- Document extract -
= Beginning of Section =

This is one of the Frenchier puzzles in recent memory. Check out the panoply of Frenchness:
OO LA LA (30A: "Très sexy!")
PARIS (2D: Setting for "La Traviata")
ICI (10D: Here, abroad)
REINE (32D: Marie Antoinette, par exemple)
My favorite non-theme answers in the puzzle included RIOT ACT (4D: It's read to the unruly) and OLD FOGY (42D: One who's late to adopt the latest), though I would have spelled FOGY differently, I think. FOGIE? Rhymes with STOGIE, so shouldn't it be spelled that way? Or did I misspell that too? I also like PETE because of how it's clued: 64A: Best of the early Beatles, and ANNEAL (45A: Temper, as metal) because ... well, just because it's vaguely sciencey and yet I knew it - dragged it from some SAT part of my brain. RAVEN (56A: Lustrous black) also pleases me - they are fascinating birds. See Ravens in Winter by Bernd Heinrich - a book that reminds me of my wife before she was my wife: perhaps the first book of mine she took and read. Ended up giving it as a gift to her bird-watching mother. Best clue of the day goes to 57D: Sturdy feller? (axe). Lord knows I generally hate puns as much as the next sane person, but this one made me laugh.

= End of Section =

- What needs to be done -
Could you continue the crossword puzzle commentary from where it stops?

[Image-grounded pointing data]
= Beginning of Section =

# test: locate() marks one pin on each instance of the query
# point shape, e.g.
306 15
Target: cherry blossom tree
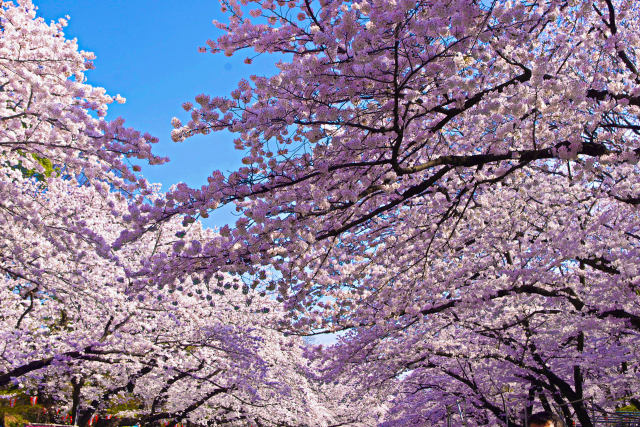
453 184
83 321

= End of Section =

- Output below -
Puzzled by the clue at 44D: Beach maximizer (low tide) - implies some kind of will on the part of the tide to make the beach big. TOFU is eaten by far more people than just vegans, and vegans have other protein sources (54D: Vegan's protein source). Does anyone not living in Early Modern England say that something is 62A: Not worth _____ (a fig)?